===== DATA SHOWN =====
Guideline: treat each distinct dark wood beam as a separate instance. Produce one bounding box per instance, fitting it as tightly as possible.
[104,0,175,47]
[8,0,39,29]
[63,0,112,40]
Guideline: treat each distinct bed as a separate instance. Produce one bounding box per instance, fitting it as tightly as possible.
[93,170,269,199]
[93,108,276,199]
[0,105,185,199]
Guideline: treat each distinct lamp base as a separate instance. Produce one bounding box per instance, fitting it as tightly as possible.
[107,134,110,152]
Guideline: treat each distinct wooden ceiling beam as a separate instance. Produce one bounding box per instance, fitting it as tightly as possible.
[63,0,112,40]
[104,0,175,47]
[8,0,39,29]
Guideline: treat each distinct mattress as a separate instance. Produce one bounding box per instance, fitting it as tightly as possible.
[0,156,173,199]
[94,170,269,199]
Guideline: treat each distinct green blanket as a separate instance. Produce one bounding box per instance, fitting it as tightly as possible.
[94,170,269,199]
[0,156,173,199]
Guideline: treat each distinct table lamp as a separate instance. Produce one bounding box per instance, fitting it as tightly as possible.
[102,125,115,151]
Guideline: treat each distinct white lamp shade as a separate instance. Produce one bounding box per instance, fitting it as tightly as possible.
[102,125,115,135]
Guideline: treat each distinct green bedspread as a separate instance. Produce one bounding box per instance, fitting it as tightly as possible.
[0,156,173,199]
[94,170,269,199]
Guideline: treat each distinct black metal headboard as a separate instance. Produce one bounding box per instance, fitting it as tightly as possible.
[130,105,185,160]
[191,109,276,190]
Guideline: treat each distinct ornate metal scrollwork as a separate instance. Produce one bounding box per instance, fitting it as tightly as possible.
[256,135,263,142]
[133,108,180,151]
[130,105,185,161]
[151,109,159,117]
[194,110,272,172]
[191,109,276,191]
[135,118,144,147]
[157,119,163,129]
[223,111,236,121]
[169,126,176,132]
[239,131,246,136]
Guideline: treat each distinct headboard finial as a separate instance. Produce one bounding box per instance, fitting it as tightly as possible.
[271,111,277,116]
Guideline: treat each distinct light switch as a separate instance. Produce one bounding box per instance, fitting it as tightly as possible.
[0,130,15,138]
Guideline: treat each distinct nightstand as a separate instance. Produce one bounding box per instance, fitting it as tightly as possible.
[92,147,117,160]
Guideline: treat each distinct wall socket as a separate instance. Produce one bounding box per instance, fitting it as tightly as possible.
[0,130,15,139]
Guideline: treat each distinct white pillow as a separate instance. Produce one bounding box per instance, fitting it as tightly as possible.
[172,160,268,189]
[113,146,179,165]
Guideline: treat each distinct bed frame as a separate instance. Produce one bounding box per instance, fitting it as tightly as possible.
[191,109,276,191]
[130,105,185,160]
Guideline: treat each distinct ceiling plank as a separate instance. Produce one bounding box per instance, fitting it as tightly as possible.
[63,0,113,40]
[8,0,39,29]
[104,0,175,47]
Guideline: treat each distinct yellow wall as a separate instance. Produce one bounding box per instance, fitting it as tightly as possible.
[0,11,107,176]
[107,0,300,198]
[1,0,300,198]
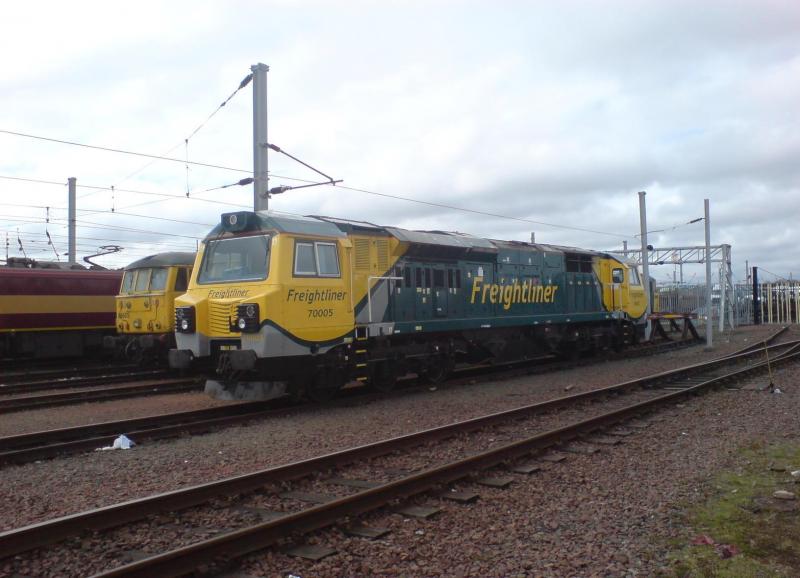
=====
* ASSIGNMENT:
Every record above should be written out again exactly; the pictures stay out of the copy.

* ANSWER BELOW:
Guideline: treat each distinct dark wood beam as a separate instance. Produce one bounding box per instance, fitting it as tightly as possible.
[104,0,175,47]
[8,0,39,29]
[63,0,112,40]
Guideline: treat each distinct bed as a separate instance. Produce one bounding box per instance, fitting it as tightly as possible.
[93,170,269,199]
[93,108,276,199]
[0,105,185,199]
Guideline: treat each distinct lamp base as a separate instance. Produce one bounding box per instance, fitting it as tightly as possible.
[107,134,110,152]
Guideline: treat each distinct wooden ceiling beam as a separate instance. Produce one bounding box per instance, fitting it as tightly as possible.
[63,0,112,40]
[104,0,175,47]
[8,0,39,29]
Guideline: treat each distinct mattress as a separate instance. Produce one bounding box per instance, fitting it as tightly as possible.
[0,156,173,199]
[94,170,269,199]
Guideline: treat each distinct green blanket as a separate instance. Produce one bounding box per instance, fitting it as tightly as possible.
[94,170,269,199]
[0,156,173,199]
Guideline: treat each distinct table lamp as a separate instance. Produce one bounding box per instance, fitting it as tightly as possible.
[102,125,115,151]
Guideline: treat each distinct white lamp shade as a separate instance. Produce one bounding box per instance, fitting it as tightly as possible.
[102,125,115,135]
Guideline: treat each distinct green bedspread as a separate instance. Produce one bounding box per instance, fitting it as tightly as possible.
[0,156,173,199]
[94,170,269,199]
Guideline: treat each distinct black metal headboard as a separate instance. Produce one bounding box per instance, fitting it as tightly as possible.
[130,105,185,160]
[191,109,276,190]
Guideline: treat each distinct ornate metal scrollwork as a separate instance. Produce one bounding box per instance, fitting it as tightly as possible.
[256,135,263,142]
[133,108,180,151]
[130,105,185,161]
[151,109,159,117]
[194,110,272,172]
[191,109,276,191]
[135,118,144,147]
[157,119,163,129]
[223,111,236,121]
[169,126,176,132]
[239,131,246,136]
Guideline: treat each distinct headboard finial as a separate instance. Produce one bounding box per instance, fitting it as tightly as possible.
[271,111,277,116]
Guideline: treat each distinct light switch as a separate instance. Produce one bounding box per instance, fitting it as tightly as possible.
[0,130,15,138]
Guideline: treat each distinct nightstand as a separate instance. Produce one bounding box per instance, fitting it as tightly as possible.
[92,147,117,160]
Guideline: treat each distinct wall socket as a separate instance. Produce one bounding box per instance, fitting it as tightly as possible.
[0,130,15,139]
Guideline: treat each distinct white pillow as a separate instance. Produce one bounding box per instance, fitting it as tightly as possible.
[172,160,268,189]
[113,146,179,165]
Guideline: treat each distinct bed frame as a separate instance. Produce one bounding box per instance, fitting it as tightly as possible.
[191,109,276,191]
[130,105,185,160]
Guideline: treat each distinct ceiling plank as a separate instance. Produce one bounding box per instance, fitting it as tightly as possible.
[63,0,113,40]
[8,0,39,29]
[104,0,175,47]
Guideline: treat each distinct yellow wall as a separate instance. Produce one bounding box per instance, fitting it as tightly as possible.
[0,11,107,176]
[107,0,300,198]
[1,0,300,198]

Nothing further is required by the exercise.